* **Passage shown**
Some of my descriptive passages in Dreams as I deal with Jane’s personal challenges are harrowing; they strike at the very heart of our fears of illness and disability, and even death, leading us to consciously face those possibilities while at the same time they perfectly mirror our equally profound inner needs and drives. In Dreams I’m presenting the account of Jane’s struggles with her “physical symptoms” in the clearest light I can manage. I’m also demanding the very best insight, an excellence of understanding, from each reader, even though it may not be easy to summon those qualities. But in my opinion they’re vital for understanding what the Seth material is all about.
I learned long ago that Jane’s great creative abilities are so intimately bound up with her personal challenges that they’re inseparable. Neither of us were ever interested in turning out a series of just “psychic books” per se, devoid of all of those human and intimate details that are piling up during our lifetimes, enriching the moments and the days, the weeks and the years, creating the seamless wholes of our lives. I also believe that in ordinary terms each living entity on earth employs such a process of enrichment, tailoring it for its unique, individual purposes. Obviously, in larger terms Jane and I believe that the earth—indeed, the universe itself—is alive.

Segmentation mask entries

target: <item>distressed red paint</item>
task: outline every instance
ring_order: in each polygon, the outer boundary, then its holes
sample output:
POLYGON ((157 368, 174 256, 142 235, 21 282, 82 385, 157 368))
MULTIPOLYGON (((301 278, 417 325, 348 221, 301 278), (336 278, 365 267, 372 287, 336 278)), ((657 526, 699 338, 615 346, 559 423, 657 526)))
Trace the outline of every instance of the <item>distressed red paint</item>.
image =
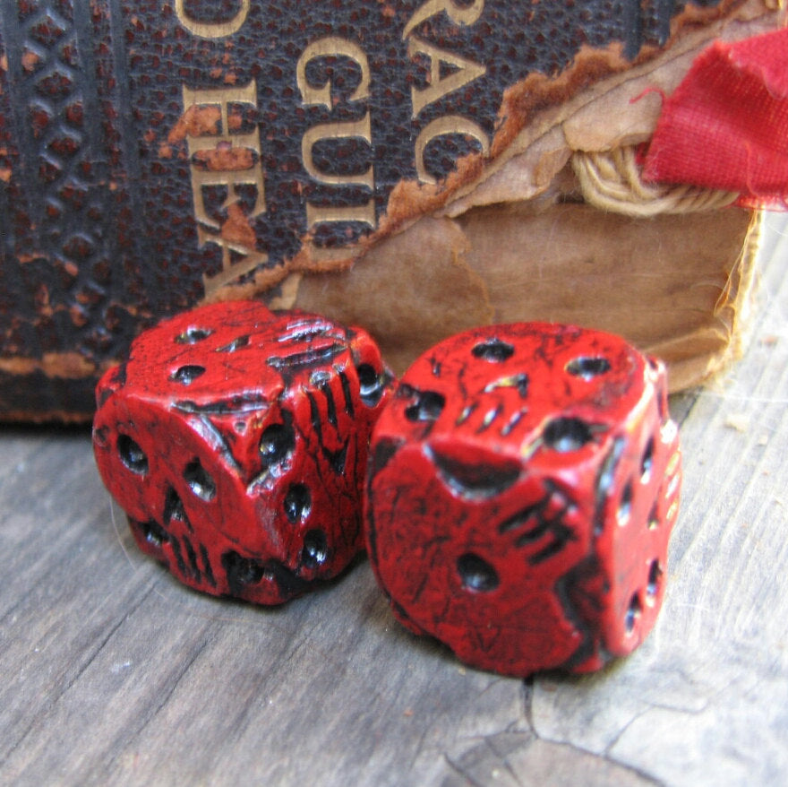
POLYGON ((359 329, 203 307, 141 334, 99 382, 98 470, 140 548, 179 580, 280 603, 363 548, 367 445, 390 379, 359 329))
POLYGON ((368 473, 367 547, 399 620, 507 675, 632 651, 678 507, 665 392, 658 361, 575 327, 480 328, 423 355, 368 473))

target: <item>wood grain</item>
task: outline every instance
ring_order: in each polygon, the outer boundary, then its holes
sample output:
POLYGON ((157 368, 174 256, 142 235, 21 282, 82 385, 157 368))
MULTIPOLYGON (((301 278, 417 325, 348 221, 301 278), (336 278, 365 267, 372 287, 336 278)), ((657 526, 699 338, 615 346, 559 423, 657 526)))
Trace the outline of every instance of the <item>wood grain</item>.
POLYGON ((3 428, 0 783, 785 783, 788 229, 767 225, 745 358, 672 402, 662 617, 589 678, 463 668, 365 560, 279 610, 199 596, 135 550, 87 430, 3 428))

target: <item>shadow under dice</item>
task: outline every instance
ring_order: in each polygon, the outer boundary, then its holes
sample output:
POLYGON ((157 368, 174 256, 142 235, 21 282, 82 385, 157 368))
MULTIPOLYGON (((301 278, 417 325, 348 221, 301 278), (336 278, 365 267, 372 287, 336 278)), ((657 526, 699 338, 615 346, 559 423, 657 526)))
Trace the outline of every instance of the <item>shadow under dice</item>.
POLYGON ((134 341, 97 388, 99 472, 148 555, 276 604, 363 549, 369 436, 391 376, 363 331, 234 301, 134 341))
POLYGON ((469 331, 410 368, 370 450, 367 549, 412 631, 526 676, 653 627, 681 474, 659 362, 573 327, 469 331))

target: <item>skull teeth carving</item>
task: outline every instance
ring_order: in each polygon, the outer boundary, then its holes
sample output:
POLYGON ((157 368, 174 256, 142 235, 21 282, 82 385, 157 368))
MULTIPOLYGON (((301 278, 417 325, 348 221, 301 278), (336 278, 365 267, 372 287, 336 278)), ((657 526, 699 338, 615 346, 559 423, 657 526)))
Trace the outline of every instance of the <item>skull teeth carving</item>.
POLYGON ((448 339, 373 437, 366 533, 397 617, 510 675, 587 671, 654 625, 681 459, 664 370, 615 336, 448 339))
POLYGON ((203 307, 141 335, 100 381, 98 469, 140 548, 179 580, 279 603, 362 549, 367 445, 391 379, 363 331, 203 307))

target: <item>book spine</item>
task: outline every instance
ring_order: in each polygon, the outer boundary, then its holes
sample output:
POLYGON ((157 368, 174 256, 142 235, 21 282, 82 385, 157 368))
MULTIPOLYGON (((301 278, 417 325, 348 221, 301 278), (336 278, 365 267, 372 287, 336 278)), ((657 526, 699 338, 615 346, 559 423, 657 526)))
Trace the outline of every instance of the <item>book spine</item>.
POLYGON ((4 0, 0 411, 90 411, 141 327, 347 264, 532 112, 736 4, 4 0))

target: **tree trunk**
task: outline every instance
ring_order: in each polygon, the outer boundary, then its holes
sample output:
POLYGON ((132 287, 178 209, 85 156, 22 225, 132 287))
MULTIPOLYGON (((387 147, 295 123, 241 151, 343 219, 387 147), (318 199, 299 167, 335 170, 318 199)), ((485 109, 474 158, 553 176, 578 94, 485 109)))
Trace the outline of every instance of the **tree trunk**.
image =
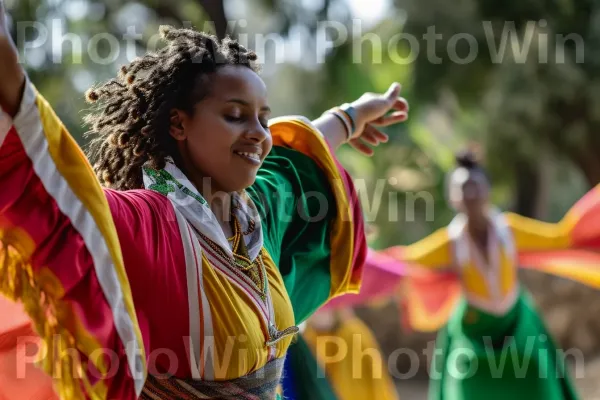
MULTIPOLYGON (((204 11, 208 14, 210 21, 215 24, 216 34, 219 39, 227 35, 227 17, 223 0, 198 0, 204 11)), ((233 32, 229 32, 233 34, 233 32)))
POLYGON ((514 211, 525 217, 537 217, 541 176, 537 162, 521 159, 515 165, 516 200, 514 211))

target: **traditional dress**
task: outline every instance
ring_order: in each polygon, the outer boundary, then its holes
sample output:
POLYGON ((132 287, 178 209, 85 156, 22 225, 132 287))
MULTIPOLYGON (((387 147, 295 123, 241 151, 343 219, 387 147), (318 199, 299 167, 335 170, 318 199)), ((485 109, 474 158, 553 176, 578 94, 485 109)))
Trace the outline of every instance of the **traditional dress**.
POLYGON ((600 287, 599 194, 591 191, 559 224, 490 211, 485 254, 463 215, 416 244, 385 252, 436 273, 403 282, 409 324, 441 327, 430 399, 577 398, 563 353, 519 284, 517 266, 600 287))
POLYGON ((394 296, 403 275, 398 261, 368 252, 360 294, 328 302, 305 323, 305 330, 290 346, 282 384, 286 400, 398 399, 373 333, 345 311, 394 296), (335 321, 323 329, 317 322, 322 318, 335 321))
POLYGON ((172 163, 144 168, 145 189, 102 189, 27 82, 19 113, 0 118, 0 292, 48 345, 61 398, 273 398, 295 327, 358 290, 348 174, 306 119, 270 129, 230 242, 172 163))

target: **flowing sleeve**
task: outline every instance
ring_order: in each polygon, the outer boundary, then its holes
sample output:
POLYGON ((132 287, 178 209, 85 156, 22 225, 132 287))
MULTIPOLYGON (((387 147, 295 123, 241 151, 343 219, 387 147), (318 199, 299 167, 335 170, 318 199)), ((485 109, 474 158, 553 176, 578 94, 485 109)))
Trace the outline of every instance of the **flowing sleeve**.
POLYGON ((249 194, 302 322, 328 299, 358 292, 364 222, 350 176, 310 121, 278 118, 270 130, 273 150, 249 194))
POLYGON ((600 185, 556 224, 507 214, 519 265, 600 289, 600 185))
POLYGON ((90 165, 30 82, 15 118, 0 117, 0 143, 0 291, 45 342, 41 364, 61 398, 137 398, 141 331, 90 165))
POLYGON ((452 266, 452 248, 448 228, 441 228, 408 246, 393 246, 385 254, 413 265, 430 270, 446 270, 452 266))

* **Work instruction**
Reproduce the passage about Jane's challenges, starting with "Some of my descriptive" and going on through "is all about.". The entries have no connection to the passage about Jane's challenges.

* **Reply**
Some of my descriptive passages in Dreams as I deal with Jane’s personal challenges are harrowing; they strike at the very heart of our fears of illness and disability, and even death, leading us to consciously face those possibilities while at the same time they perfectly mirror our equally profound inner needs and drives. In Dreams I’m presenting the account of Jane’s struggles with her “physical symptoms” in the clearest light I can manage. I’m also demanding the very best insight, an excellence of understanding, from each reader, even though it may not be easy to summon those qualities. But in my opinion they’re vital for understanding what the Seth material is all about.